WRITTEN REQUEST
Copy the following data line for line, starting at the line with "the car windshield." and ending with the line with "x=148 y=432", both included.

RECORDS FOR THIS TASK
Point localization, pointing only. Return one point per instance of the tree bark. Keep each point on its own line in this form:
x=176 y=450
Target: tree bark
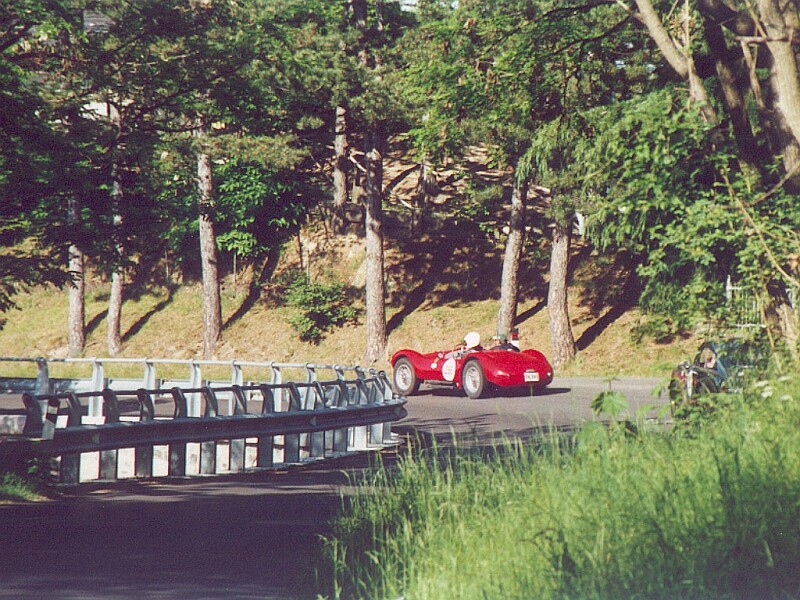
x=375 y=287
x=340 y=166
x=560 y=328
x=212 y=304
x=77 y=296
x=509 y=286
x=732 y=96
x=114 y=315
x=780 y=20
x=678 y=55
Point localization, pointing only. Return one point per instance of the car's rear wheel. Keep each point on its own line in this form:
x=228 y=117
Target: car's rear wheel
x=405 y=378
x=473 y=379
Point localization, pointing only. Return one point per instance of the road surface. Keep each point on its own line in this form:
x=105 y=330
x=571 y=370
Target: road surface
x=244 y=536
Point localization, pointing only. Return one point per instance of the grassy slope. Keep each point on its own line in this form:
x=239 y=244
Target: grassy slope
x=433 y=304
x=441 y=284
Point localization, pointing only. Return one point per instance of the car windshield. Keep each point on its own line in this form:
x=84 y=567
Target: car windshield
x=729 y=353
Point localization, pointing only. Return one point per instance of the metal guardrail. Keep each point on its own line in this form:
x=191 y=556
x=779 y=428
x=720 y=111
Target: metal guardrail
x=148 y=432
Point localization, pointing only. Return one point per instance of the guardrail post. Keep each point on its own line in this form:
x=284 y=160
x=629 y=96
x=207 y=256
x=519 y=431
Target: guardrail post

SOLUTION
Point localization, pointing only. Return one point per instance of the car windshield. Keep each point on its own line in this form:
x=84 y=567
Target: car windshield
x=729 y=353
Point localization, pointing only. Return one point per instance of the metal guardrail. Keep each point on its own line in this form:
x=191 y=556
x=779 y=428
x=720 y=111
Target: metal guardrail
x=148 y=432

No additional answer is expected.